- The task:
Make an exact copy of the listing below.

- Data:

§

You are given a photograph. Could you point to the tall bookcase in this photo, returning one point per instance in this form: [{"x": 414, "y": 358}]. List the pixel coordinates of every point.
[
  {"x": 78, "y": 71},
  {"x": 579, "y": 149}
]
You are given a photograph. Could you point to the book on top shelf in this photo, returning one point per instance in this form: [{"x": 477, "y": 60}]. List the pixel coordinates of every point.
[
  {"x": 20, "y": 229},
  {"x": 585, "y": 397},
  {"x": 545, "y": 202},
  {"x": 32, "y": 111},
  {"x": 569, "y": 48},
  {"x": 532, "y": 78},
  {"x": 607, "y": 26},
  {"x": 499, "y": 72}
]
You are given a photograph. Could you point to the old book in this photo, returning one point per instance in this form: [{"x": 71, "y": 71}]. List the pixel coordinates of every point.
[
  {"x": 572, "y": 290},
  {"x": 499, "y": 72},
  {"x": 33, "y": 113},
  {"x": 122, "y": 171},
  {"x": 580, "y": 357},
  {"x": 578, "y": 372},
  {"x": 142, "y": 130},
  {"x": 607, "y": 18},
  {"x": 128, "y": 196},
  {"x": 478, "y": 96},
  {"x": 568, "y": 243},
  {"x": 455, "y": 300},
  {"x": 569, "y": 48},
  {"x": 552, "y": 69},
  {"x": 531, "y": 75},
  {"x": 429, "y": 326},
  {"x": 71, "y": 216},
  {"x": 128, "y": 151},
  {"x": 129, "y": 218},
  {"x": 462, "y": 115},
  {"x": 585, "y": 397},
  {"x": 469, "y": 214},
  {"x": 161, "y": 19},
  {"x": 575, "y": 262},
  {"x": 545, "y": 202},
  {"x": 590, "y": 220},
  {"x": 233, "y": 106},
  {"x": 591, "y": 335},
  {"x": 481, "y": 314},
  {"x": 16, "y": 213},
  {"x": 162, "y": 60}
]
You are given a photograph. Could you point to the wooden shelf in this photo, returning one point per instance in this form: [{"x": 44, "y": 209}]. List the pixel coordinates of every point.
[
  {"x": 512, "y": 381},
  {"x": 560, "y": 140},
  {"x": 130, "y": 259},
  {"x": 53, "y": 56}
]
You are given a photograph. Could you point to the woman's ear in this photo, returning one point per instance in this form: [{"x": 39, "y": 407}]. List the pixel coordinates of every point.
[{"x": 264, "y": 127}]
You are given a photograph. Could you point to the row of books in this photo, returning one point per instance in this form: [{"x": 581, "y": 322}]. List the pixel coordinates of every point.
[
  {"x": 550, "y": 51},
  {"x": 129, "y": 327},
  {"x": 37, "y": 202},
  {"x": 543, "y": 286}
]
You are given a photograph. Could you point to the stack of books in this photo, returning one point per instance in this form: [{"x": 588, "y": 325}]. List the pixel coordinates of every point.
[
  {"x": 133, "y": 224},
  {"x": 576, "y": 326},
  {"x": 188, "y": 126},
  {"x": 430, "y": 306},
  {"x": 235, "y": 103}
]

§

- Reply:
You are given a photograph. Could you point to the tall bookcase in this photo, returning one point per instance in this form: [{"x": 414, "y": 358}]. List the pixel coordinates of every point.
[
  {"x": 78, "y": 71},
  {"x": 579, "y": 149}
]
You are given a photograph. Could you point to the book on top shelf in this photo, returning one point per instance in this form: [{"x": 477, "y": 60}]. List the pixel coordinates of every point.
[
  {"x": 20, "y": 229},
  {"x": 585, "y": 397},
  {"x": 545, "y": 202},
  {"x": 32, "y": 111},
  {"x": 569, "y": 48},
  {"x": 532, "y": 78},
  {"x": 607, "y": 26},
  {"x": 499, "y": 72}
]
You are given a photograph. Could you point to the old book in this photo, returning one point per instance in this form: [{"x": 71, "y": 71}]. List the pixel coordinates of every point.
[
  {"x": 572, "y": 290},
  {"x": 499, "y": 72},
  {"x": 33, "y": 113},
  {"x": 122, "y": 171},
  {"x": 580, "y": 357},
  {"x": 578, "y": 372},
  {"x": 142, "y": 130},
  {"x": 607, "y": 18},
  {"x": 128, "y": 196},
  {"x": 478, "y": 96},
  {"x": 568, "y": 243},
  {"x": 455, "y": 300},
  {"x": 569, "y": 48},
  {"x": 552, "y": 69},
  {"x": 531, "y": 75},
  {"x": 429, "y": 326},
  {"x": 71, "y": 216},
  {"x": 128, "y": 151},
  {"x": 129, "y": 218},
  {"x": 462, "y": 115},
  {"x": 585, "y": 397},
  {"x": 469, "y": 214},
  {"x": 161, "y": 19},
  {"x": 575, "y": 262},
  {"x": 545, "y": 202},
  {"x": 590, "y": 220},
  {"x": 233, "y": 106},
  {"x": 591, "y": 335},
  {"x": 481, "y": 314},
  {"x": 16, "y": 213},
  {"x": 162, "y": 60}
]
You are given a photograph. Could you point to the wooden shelf in this photo, returning one point per instance in this form: [{"x": 44, "y": 209}]. List the pixel coordinates of every point.
[
  {"x": 512, "y": 381},
  {"x": 560, "y": 140},
  {"x": 130, "y": 259},
  {"x": 53, "y": 56}
]
You are given a photograph. Could you point to the woman's ear in this photo, returning one point per instance in this form: [{"x": 39, "y": 407}]. List the pixel coordinates of every point.
[{"x": 264, "y": 127}]
You are given a photograph. Could you point to the row of books in this photo, returning one point per instance in this form: [{"x": 581, "y": 322}]. List the pixel coordinates of every point.
[
  {"x": 550, "y": 51},
  {"x": 129, "y": 327},
  {"x": 37, "y": 202},
  {"x": 543, "y": 286}
]
You are given a photograph. Could you point to the stack of books in this photo, returning one point per instance in this form: [{"x": 588, "y": 325}]. List the pixel coordinates of every point.
[
  {"x": 133, "y": 224},
  {"x": 576, "y": 326},
  {"x": 188, "y": 126},
  {"x": 430, "y": 306},
  {"x": 235, "y": 103}
]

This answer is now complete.